--- PROVIDED DATA ---

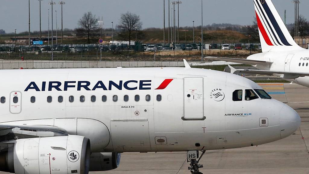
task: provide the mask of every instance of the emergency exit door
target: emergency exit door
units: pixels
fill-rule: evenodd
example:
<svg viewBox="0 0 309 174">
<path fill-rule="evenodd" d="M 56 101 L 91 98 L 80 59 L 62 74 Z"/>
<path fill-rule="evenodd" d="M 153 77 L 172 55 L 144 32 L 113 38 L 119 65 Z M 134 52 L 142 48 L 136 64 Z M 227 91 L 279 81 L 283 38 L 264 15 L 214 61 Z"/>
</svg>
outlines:
<svg viewBox="0 0 309 174">
<path fill-rule="evenodd" d="M 184 80 L 183 118 L 187 120 L 204 118 L 203 78 L 186 78 Z"/>
<path fill-rule="evenodd" d="M 10 95 L 10 111 L 12 114 L 19 114 L 21 112 L 21 93 L 13 91 Z"/>
</svg>

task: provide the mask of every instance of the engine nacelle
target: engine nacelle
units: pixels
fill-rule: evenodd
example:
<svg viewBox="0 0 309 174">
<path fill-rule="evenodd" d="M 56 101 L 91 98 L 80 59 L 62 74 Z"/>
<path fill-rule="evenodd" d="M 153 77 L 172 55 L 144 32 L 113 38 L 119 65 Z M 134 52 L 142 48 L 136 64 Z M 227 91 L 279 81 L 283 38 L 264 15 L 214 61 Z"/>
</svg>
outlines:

---

--- SET TASK ---
Please quote all the rows above word for word, leaving out the pictures.

--- RESPONSE TO THE EXERCISE ---
task: provide the mask of every instance of the emergency exit door
target: emergency exit door
units: pixels
fill-rule: evenodd
example:
<svg viewBox="0 0 309 174">
<path fill-rule="evenodd" d="M 56 101 L 91 98 L 80 59 L 62 74 Z"/>
<path fill-rule="evenodd" d="M 153 77 L 172 55 L 144 32 L 113 38 L 119 65 Z M 134 52 L 142 48 L 136 64 Z M 227 91 L 279 81 L 283 38 L 264 15 L 214 61 Z"/>
</svg>
outlines:
<svg viewBox="0 0 309 174">
<path fill-rule="evenodd" d="M 184 80 L 183 118 L 187 120 L 204 118 L 203 78 L 186 78 Z"/>
<path fill-rule="evenodd" d="M 10 95 L 10 111 L 12 114 L 19 114 L 21 112 L 21 93 L 13 91 Z"/>
</svg>

task: provide the mask of every instance of the engine nacelle
target: engine nacelle
units: pixels
fill-rule: evenodd
example:
<svg viewBox="0 0 309 174">
<path fill-rule="evenodd" d="M 56 101 L 91 98 L 80 59 L 62 74 Z"/>
<path fill-rule="evenodd" d="M 153 77 L 172 55 L 144 32 L 113 38 L 119 65 Z M 134 52 L 142 48 L 136 64 Z M 227 91 L 279 81 L 283 38 L 264 15 L 214 61 Z"/>
</svg>
outlines:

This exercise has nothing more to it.